* [GOAL] Count the lines in the data below that contain the string "bush", treating uppercase and lowercase as different. Reply with the number alone.

* [DATASET EXTRACT]
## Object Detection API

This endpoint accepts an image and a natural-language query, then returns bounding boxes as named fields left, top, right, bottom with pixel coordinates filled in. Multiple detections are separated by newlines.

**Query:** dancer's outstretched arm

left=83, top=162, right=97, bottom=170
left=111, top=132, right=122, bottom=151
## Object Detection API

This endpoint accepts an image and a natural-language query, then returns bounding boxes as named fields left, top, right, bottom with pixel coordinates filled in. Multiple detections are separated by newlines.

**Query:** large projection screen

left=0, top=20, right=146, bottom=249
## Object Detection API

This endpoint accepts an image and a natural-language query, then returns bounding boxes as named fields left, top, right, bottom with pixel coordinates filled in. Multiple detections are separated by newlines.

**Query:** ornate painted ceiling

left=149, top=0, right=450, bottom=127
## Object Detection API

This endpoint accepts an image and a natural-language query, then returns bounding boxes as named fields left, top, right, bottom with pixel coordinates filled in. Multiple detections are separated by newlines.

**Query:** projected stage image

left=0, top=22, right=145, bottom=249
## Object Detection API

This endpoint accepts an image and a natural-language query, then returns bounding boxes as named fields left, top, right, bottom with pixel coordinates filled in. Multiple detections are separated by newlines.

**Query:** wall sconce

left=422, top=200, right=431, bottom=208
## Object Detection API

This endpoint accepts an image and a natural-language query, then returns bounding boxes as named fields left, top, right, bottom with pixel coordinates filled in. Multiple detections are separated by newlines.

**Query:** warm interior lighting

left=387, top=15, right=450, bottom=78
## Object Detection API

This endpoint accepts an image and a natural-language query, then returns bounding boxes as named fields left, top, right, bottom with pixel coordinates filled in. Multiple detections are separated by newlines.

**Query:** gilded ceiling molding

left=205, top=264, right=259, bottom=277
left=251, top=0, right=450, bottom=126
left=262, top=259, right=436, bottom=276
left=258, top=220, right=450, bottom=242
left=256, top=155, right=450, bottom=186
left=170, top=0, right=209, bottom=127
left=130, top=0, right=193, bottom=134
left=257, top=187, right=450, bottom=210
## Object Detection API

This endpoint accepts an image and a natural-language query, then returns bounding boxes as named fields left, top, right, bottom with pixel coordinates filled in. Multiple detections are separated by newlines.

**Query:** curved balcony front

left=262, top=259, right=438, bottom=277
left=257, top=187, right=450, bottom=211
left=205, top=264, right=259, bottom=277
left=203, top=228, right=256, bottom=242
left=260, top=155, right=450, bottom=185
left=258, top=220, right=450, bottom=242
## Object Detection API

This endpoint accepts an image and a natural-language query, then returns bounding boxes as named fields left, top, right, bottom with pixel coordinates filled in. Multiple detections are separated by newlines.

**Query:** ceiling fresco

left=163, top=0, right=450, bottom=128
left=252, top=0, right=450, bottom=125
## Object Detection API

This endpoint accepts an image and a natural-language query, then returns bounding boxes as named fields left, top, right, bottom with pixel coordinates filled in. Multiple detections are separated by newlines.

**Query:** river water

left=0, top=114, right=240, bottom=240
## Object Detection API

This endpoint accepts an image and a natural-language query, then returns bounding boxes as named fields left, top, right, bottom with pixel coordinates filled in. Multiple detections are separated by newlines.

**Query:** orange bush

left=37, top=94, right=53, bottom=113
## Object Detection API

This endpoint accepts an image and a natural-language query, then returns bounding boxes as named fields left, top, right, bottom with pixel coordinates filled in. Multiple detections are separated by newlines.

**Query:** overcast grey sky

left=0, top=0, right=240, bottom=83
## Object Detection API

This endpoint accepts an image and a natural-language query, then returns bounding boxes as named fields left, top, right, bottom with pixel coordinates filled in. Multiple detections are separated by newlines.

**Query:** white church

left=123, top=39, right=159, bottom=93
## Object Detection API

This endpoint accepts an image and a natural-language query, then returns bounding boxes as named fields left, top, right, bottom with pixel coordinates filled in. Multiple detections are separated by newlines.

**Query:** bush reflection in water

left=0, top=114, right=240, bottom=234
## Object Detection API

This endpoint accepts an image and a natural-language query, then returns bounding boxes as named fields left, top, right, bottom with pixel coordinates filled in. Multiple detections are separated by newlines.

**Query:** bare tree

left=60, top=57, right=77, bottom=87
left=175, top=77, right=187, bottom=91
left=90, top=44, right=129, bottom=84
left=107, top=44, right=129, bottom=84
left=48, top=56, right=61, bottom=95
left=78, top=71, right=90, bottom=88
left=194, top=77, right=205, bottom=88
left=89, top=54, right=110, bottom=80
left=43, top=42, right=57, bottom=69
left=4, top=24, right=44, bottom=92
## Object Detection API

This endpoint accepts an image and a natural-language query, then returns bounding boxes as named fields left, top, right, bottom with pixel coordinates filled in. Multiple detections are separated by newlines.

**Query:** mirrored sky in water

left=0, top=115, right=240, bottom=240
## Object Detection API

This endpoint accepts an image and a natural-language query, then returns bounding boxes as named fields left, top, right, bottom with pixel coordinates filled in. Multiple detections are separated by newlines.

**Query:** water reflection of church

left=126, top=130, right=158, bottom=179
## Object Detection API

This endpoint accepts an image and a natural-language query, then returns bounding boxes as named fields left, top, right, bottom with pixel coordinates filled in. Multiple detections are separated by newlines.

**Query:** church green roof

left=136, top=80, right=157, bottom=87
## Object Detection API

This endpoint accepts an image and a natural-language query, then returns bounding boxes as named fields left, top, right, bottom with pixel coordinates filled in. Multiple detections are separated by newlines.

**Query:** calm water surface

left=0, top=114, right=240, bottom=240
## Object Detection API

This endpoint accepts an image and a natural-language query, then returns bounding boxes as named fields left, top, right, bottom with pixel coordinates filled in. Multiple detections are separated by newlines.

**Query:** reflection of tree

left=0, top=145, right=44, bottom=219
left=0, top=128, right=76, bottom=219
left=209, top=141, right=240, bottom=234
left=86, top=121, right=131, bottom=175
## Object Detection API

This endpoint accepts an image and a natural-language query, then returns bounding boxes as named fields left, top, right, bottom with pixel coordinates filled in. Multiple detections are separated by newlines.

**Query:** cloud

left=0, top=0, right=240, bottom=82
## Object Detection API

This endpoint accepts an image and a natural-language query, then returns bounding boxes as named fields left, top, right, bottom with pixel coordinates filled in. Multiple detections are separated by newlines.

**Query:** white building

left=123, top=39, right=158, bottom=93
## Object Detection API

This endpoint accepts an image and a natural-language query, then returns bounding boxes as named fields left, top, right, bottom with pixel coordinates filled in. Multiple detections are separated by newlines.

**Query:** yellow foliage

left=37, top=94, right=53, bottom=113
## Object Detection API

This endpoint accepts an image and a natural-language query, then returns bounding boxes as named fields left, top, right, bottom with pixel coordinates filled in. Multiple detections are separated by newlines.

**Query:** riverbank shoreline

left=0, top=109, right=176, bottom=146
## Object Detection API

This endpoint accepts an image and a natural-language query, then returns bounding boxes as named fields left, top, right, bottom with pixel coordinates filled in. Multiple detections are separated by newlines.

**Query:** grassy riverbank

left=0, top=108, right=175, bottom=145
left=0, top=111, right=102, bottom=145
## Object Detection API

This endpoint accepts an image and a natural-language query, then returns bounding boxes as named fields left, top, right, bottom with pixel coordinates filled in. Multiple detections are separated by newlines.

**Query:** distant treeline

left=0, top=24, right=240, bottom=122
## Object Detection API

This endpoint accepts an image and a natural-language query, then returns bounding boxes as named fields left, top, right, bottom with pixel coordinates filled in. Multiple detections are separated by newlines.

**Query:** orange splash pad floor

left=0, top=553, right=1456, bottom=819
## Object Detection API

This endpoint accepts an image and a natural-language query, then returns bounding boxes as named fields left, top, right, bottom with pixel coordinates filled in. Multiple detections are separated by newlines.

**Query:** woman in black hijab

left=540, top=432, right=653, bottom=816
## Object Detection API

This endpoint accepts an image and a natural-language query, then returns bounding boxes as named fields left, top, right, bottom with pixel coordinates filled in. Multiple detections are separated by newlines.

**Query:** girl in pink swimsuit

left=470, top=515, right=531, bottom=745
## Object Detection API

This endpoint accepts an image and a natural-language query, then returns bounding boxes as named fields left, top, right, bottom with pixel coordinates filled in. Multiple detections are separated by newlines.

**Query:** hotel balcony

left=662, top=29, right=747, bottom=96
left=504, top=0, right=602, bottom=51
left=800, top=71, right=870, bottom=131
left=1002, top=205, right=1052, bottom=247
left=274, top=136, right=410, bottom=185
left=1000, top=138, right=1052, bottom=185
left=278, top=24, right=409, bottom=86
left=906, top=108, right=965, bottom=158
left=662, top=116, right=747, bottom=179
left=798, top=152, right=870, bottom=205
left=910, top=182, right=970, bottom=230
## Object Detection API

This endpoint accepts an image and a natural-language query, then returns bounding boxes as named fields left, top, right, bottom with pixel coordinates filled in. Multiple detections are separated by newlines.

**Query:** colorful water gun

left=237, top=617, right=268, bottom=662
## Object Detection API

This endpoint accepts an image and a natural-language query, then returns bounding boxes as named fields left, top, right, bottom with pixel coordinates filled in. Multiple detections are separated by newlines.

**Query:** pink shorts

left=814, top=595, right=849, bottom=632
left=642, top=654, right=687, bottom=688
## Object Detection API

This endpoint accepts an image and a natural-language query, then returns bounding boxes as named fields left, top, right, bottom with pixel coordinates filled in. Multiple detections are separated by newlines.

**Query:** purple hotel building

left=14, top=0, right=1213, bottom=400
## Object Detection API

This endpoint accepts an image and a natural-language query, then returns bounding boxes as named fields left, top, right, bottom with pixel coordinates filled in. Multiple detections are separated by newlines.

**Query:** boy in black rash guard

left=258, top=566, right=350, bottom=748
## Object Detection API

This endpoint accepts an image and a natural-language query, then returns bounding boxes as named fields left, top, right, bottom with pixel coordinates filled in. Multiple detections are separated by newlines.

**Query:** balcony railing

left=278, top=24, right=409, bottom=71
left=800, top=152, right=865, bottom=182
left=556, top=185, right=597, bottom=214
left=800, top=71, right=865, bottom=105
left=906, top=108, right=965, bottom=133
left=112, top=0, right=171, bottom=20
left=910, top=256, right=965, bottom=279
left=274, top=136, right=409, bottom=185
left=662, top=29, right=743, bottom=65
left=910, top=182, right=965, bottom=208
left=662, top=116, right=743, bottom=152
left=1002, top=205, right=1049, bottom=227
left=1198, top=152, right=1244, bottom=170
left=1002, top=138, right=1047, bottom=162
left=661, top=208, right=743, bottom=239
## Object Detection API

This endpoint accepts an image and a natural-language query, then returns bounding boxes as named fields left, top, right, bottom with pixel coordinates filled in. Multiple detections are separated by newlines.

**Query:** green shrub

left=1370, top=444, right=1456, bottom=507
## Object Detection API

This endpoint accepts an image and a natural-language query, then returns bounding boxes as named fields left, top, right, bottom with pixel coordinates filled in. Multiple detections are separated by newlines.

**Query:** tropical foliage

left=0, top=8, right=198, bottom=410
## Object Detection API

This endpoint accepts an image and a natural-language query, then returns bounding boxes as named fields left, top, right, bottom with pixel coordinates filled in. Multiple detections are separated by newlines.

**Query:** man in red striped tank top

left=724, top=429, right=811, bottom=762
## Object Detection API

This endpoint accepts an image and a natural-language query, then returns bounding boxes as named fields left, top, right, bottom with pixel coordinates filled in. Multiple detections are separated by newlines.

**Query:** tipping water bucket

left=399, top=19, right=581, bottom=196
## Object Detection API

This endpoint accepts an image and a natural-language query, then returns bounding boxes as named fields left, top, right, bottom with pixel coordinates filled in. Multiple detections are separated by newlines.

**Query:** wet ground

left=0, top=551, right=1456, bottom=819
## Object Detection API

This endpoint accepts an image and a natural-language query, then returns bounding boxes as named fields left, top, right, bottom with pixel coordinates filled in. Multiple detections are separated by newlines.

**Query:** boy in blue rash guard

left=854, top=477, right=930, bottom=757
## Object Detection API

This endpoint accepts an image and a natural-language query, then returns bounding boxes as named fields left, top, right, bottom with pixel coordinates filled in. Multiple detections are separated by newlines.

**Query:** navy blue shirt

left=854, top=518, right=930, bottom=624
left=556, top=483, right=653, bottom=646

* [RESPONSE BELOW] 2